The tail of the records, from the line containing "Query: rowan berry cluster" through the final line, should be printed exactly and on its own.

"""

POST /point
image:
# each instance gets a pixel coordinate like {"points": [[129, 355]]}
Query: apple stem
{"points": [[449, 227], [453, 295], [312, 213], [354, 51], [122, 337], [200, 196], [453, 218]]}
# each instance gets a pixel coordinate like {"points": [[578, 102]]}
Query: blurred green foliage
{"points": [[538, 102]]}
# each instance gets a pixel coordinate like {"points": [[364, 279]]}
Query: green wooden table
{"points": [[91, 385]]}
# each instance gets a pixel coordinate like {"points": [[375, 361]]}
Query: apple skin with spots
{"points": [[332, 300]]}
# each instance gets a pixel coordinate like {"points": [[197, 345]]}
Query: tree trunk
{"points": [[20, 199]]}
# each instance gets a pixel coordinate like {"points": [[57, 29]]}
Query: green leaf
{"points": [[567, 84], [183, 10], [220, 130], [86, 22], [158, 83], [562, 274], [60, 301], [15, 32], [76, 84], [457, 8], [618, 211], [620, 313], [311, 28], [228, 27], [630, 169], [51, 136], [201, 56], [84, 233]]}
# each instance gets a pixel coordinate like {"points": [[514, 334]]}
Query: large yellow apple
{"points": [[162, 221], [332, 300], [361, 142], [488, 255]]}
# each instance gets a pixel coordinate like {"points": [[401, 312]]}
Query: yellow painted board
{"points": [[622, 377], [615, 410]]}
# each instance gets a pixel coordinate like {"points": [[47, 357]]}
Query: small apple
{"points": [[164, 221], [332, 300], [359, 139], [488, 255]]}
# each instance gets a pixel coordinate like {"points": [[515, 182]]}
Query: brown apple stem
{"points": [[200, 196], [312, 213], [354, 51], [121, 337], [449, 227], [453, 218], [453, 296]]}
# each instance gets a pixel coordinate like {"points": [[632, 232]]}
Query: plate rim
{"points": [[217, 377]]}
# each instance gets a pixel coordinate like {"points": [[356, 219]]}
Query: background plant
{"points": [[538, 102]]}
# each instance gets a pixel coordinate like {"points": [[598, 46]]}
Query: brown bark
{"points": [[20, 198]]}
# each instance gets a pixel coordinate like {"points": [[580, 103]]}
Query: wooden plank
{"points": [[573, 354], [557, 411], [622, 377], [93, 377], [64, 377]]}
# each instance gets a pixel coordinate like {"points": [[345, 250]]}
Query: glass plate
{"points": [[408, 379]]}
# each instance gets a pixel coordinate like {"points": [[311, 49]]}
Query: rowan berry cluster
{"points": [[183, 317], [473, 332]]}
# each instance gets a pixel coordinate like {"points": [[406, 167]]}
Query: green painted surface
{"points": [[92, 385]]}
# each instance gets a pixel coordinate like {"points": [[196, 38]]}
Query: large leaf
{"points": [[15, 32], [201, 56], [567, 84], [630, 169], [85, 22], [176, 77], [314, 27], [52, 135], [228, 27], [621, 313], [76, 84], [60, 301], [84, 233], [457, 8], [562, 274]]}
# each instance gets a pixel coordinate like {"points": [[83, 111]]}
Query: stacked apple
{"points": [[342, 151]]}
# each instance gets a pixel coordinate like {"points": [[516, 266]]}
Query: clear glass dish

"""

## RESPONSE
Query: rowan berry cluster
{"points": [[183, 317], [473, 332]]}
# each instance gets a pixel coordinate like {"points": [[406, 167]]}
Query: green painted surface
{"points": [[92, 385]]}
# each instance gets a pixel coordinate like {"points": [[196, 38]]}
Query: large leaf
{"points": [[15, 32], [201, 56], [567, 84], [630, 169], [85, 22], [176, 77], [314, 27], [52, 135], [228, 27], [621, 313], [76, 84], [60, 301], [84, 233], [457, 8], [562, 274]]}
# each instance gets a pixel coordinate like {"points": [[83, 111]]}
Query: stacked apple
{"points": [[342, 151]]}
# each instance gets a pixel coordinate like {"points": [[516, 266]]}
Query: clear glass dish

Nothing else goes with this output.